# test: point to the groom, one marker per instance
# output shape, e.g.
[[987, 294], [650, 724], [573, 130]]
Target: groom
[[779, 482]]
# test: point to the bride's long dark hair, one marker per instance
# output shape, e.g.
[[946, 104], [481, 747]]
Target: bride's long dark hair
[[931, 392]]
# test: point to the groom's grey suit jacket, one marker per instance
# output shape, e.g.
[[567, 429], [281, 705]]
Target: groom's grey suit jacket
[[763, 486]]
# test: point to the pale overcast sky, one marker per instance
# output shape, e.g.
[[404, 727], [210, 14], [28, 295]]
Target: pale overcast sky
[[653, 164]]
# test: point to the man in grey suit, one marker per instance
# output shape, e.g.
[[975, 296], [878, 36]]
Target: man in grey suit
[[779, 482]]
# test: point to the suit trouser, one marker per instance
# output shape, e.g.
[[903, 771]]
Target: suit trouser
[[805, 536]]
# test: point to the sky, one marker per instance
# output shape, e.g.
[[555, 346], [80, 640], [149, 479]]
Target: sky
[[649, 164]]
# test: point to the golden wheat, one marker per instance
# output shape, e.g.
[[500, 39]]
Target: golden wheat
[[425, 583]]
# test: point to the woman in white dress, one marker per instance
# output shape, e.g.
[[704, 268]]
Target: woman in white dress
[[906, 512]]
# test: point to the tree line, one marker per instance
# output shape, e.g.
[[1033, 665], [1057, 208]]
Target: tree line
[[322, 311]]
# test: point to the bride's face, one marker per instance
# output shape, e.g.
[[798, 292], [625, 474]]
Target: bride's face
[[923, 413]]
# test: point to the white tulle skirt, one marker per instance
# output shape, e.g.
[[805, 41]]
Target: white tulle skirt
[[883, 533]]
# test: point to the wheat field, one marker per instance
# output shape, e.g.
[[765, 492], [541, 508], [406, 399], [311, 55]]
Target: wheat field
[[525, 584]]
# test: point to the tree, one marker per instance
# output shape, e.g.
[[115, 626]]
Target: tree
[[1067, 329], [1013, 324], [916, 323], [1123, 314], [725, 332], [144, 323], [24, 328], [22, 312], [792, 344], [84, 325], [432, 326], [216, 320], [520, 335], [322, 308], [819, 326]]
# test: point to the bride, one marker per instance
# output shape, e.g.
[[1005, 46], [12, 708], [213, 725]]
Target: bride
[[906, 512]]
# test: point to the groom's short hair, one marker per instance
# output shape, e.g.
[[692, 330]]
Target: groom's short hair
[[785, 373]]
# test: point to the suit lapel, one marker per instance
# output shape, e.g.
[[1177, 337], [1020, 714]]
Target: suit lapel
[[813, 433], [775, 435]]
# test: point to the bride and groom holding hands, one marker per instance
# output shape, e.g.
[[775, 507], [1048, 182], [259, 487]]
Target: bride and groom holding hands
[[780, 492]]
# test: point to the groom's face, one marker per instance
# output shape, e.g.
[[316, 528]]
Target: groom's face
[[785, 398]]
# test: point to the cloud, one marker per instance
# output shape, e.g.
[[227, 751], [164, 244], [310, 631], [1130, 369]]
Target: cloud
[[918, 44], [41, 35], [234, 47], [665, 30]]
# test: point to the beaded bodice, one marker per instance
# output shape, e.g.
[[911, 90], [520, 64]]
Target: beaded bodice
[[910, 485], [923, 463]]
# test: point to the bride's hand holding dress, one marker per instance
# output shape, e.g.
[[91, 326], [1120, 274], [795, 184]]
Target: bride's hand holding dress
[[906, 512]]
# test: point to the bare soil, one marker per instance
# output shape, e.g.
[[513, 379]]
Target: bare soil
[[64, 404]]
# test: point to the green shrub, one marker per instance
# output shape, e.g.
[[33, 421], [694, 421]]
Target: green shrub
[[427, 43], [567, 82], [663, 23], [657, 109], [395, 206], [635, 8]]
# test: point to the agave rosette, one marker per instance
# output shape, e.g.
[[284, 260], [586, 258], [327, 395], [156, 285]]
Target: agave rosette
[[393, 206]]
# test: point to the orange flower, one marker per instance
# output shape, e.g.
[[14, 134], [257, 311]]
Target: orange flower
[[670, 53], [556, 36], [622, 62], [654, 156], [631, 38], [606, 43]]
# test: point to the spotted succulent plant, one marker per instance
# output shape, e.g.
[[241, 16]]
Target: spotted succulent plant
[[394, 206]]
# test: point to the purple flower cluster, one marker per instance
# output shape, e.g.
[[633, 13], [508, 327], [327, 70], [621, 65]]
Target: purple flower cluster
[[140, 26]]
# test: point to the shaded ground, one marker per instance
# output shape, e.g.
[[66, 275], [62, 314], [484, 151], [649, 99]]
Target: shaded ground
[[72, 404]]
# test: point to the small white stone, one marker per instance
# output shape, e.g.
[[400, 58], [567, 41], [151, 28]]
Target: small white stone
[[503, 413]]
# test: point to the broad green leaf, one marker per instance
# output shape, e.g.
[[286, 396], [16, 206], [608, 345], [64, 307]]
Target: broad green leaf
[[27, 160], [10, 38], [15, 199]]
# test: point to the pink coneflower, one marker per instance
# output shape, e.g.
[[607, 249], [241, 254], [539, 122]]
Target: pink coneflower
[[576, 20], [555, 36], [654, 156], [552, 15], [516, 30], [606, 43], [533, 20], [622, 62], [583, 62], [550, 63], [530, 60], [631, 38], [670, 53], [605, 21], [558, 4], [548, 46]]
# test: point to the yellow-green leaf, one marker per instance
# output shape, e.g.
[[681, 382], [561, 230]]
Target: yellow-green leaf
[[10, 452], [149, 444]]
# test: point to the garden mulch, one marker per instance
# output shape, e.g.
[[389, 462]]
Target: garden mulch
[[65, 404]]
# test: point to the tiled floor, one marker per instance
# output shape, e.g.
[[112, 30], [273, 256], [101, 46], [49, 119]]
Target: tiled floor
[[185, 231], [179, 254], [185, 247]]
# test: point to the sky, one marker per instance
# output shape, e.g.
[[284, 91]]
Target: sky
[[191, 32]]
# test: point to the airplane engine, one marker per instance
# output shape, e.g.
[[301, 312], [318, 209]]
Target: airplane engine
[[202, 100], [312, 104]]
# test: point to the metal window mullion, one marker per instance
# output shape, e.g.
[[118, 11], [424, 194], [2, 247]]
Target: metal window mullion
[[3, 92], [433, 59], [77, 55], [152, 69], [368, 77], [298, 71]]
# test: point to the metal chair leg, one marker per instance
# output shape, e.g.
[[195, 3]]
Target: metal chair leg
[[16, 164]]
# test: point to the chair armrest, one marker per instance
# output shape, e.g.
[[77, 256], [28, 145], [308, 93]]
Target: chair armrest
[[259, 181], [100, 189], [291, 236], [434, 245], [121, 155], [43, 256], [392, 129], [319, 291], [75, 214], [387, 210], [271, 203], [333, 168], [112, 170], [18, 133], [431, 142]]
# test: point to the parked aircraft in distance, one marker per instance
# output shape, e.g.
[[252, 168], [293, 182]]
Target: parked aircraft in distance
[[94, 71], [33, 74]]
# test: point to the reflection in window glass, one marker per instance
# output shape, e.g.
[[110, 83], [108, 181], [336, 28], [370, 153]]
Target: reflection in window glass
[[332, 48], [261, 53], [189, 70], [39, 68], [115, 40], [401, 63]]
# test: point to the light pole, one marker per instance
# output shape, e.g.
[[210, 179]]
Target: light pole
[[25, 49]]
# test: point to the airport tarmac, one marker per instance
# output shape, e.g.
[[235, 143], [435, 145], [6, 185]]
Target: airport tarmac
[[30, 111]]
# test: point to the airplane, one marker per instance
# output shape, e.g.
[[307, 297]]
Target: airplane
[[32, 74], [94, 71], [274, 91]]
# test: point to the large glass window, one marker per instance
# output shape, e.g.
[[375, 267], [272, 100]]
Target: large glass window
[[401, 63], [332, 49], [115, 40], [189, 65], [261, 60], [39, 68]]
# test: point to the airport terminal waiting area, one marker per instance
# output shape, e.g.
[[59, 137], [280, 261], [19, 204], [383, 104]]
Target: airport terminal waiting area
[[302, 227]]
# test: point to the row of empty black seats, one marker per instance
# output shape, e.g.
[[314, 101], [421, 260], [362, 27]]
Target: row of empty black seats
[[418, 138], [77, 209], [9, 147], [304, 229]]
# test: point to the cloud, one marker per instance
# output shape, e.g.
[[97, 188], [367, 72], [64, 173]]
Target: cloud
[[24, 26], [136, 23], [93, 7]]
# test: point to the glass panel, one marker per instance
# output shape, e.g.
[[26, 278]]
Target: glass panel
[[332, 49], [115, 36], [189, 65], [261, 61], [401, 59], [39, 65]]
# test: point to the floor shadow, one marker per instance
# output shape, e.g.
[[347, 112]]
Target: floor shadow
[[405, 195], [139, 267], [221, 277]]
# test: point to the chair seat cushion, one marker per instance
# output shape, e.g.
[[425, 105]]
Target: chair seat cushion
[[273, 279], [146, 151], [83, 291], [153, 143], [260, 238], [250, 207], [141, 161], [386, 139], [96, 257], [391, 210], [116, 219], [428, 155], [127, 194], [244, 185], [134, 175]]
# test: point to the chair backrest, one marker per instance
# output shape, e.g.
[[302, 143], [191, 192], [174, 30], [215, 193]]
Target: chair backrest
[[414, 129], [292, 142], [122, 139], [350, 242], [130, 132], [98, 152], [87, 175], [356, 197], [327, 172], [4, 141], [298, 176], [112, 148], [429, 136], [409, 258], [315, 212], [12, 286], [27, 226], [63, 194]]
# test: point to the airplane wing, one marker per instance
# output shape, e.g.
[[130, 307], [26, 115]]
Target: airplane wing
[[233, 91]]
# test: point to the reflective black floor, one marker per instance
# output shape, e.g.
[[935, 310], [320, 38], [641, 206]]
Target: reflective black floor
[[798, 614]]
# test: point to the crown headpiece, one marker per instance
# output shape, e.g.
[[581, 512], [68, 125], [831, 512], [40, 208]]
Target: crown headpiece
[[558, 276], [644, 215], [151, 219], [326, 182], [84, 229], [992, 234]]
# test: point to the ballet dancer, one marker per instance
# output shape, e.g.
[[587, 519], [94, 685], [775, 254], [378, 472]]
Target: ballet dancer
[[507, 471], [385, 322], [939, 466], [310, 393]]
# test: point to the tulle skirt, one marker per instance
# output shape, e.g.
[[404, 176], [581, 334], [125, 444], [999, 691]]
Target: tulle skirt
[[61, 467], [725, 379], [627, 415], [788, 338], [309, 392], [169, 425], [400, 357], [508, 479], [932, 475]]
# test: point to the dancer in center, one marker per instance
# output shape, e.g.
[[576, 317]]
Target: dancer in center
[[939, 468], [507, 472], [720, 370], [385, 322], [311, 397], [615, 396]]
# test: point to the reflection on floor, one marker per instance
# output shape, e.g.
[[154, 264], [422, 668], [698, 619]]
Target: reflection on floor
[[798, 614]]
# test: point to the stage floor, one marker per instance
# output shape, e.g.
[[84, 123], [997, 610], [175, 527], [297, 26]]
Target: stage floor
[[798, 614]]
#####
▶ Problem details
Starting at the first line of the material and ending at the line containing "[[425, 583]]", copy out only those lines, requests included, scaling every coordinate in the answers by 1.85 and rounding to whole numbers with halves rounded up. Keep the numbers in the requests and their format samples as they are.

▶ Response to the task
# test: point to the groom, one marker per instance
# output shape, e.g.
[[987, 294], [650, 724], [573, 130]]
Target: groom
[[1441, 892]]
# test: point to the bride's long dark hair, one marker per instance
# output shape, e.g.
[[946, 104], [481, 747]]
Target: bride's long dark hair
[[1722, 725]]
# test: point to the groom's grey suit jacket, one marker per instance
# output shape, e.g.
[[567, 429], [281, 705]]
Target: groom's grey suit jacket
[[1412, 899]]
# test: point to the pale overcast sky, one marker per instance
# output shape, e.g.
[[404, 727], [210, 14], [28, 295]]
Target: pale overcast sky
[[1208, 303]]
# test: point to the man in grey suit, one marker per instance
# output shape, e.g.
[[975, 296], [878, 36]]
Target: man in grey suit
[[1441, 892]]
# test: point to the suit trouser, one marker per instance
# output shape, e.g.
[[903, 771]]
Target: suit trouser
[[1489, 992]]
# test: point to the sky, one marker per instance
# output shape, e.g.
[[555, 346], [80, 640], [149, 479]]
Target: sky
[[1201, 303]]
# test: point to the golden wheat, one marker per instance
# output shape, e.g.
[[500, 39]]
Target: golden wheat
[[786, 1079]]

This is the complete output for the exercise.